[Provided information start]

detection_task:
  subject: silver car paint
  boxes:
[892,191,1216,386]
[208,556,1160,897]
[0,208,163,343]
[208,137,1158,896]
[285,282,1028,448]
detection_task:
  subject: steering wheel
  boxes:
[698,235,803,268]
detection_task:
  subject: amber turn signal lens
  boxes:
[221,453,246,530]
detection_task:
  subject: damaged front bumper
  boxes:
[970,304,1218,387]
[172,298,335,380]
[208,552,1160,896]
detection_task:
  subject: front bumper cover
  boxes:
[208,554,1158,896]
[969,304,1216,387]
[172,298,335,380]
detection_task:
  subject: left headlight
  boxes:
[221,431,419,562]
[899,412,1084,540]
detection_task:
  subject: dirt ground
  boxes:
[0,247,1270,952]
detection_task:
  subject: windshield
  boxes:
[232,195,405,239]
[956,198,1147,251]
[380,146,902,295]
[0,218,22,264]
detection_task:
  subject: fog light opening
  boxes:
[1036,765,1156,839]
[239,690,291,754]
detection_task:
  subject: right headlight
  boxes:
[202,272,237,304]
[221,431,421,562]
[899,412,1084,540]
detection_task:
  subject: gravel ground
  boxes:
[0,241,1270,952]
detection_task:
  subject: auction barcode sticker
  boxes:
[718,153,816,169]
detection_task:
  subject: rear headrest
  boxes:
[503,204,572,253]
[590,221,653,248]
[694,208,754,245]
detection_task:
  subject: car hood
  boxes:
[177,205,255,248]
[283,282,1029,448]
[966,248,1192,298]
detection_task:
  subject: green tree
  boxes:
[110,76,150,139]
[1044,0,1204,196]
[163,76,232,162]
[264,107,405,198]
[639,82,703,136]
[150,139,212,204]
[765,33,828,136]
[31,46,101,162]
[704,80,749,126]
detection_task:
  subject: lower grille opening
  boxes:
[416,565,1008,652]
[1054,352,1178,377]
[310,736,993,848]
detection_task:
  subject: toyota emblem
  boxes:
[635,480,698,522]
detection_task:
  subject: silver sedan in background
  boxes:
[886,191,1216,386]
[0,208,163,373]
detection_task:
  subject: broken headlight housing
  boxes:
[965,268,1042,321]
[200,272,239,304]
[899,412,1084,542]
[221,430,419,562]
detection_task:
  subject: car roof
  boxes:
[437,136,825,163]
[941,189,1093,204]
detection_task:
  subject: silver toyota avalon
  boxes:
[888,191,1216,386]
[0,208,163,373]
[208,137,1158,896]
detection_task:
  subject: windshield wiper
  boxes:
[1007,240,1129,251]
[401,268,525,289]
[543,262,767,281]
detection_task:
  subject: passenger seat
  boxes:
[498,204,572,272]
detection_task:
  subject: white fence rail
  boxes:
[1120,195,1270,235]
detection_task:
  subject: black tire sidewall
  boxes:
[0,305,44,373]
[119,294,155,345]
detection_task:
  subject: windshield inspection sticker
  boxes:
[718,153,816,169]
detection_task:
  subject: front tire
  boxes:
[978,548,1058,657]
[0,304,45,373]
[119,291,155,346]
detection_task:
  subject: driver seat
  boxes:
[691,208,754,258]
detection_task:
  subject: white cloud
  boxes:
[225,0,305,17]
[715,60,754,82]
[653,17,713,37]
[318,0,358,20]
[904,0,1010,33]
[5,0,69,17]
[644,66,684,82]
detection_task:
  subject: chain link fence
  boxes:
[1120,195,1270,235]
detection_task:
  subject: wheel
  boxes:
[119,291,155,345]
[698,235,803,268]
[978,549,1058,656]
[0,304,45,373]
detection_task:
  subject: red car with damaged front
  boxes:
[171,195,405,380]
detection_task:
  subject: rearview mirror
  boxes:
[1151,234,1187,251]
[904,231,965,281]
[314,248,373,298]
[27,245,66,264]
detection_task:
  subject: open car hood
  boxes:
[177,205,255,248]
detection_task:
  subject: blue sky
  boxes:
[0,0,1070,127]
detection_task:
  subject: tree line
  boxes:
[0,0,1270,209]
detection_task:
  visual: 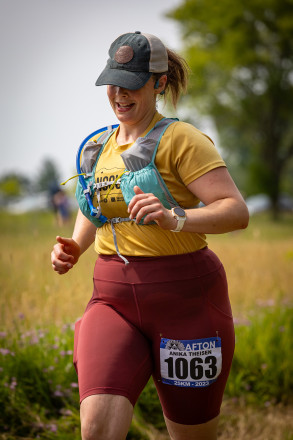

[Provided information end]

**Goal of the exercise:**
Display each line of the records that contains the string "wheel". Case counts, so uppercase and lowercase letters are treated as different.

**The result:**
  subject: steering wheel
  subject: wheel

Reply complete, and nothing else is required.